* What is expected *
Starting from the line containing "Could you indicate the green", write out every remaining line exactly, the last one included.

________

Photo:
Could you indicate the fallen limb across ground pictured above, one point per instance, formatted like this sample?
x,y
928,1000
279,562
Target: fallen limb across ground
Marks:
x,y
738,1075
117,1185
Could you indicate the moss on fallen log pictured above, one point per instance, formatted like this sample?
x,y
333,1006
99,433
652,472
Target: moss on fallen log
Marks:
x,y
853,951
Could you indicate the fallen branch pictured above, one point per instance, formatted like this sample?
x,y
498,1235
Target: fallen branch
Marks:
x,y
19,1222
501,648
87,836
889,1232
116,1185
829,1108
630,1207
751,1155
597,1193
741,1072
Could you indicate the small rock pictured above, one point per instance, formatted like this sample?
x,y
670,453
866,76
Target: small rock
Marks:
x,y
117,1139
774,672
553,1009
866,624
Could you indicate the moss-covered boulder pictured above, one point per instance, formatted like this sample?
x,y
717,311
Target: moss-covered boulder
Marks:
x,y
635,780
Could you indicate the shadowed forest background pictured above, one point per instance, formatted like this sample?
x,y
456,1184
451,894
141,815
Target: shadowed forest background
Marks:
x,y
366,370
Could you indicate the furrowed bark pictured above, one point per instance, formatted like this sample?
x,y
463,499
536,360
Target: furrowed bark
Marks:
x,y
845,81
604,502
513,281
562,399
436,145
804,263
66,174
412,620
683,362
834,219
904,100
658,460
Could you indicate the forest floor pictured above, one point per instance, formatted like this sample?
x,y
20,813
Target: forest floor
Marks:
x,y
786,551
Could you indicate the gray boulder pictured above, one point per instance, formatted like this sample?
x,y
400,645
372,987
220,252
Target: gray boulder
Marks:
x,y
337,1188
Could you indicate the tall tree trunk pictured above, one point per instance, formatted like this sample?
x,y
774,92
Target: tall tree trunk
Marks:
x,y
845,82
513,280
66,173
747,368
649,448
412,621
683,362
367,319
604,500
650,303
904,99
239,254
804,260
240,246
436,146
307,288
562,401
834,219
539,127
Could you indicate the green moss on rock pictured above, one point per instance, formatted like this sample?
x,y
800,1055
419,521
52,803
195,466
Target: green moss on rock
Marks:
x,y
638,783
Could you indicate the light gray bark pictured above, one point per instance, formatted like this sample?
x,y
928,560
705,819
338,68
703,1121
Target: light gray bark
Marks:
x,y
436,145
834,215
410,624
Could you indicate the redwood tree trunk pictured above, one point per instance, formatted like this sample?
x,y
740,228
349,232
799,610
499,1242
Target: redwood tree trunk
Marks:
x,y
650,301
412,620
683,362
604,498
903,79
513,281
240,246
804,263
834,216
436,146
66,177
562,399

________

* Expected answer *
Could you indicate the green moss on rock pictured above, one point per instance, formatted like this sample?
x,y
800,1055
419,521
52,803
195,466
Target: green moss on rock
Marks:
x,y
638,783
Could you indicate the light gray bark pictured above, one point per instance, formatted like this sample?
x,y
928,560
705,819
338,68
703,1121
Target: light gray bark
Marks:
x,y
436,145
834,215
410,624
Could you indicate the redwood tree trunk pictured above, one point per instance, formatted like this sample?
x,y
740,228
349,232
799,610
499,1242
Target: redwood tree trunk
Marks:
x,y
650,301
412,620
683,362
604,498
903,79
513,281
240,246
804,263
834,216
436,146
66,177
562,399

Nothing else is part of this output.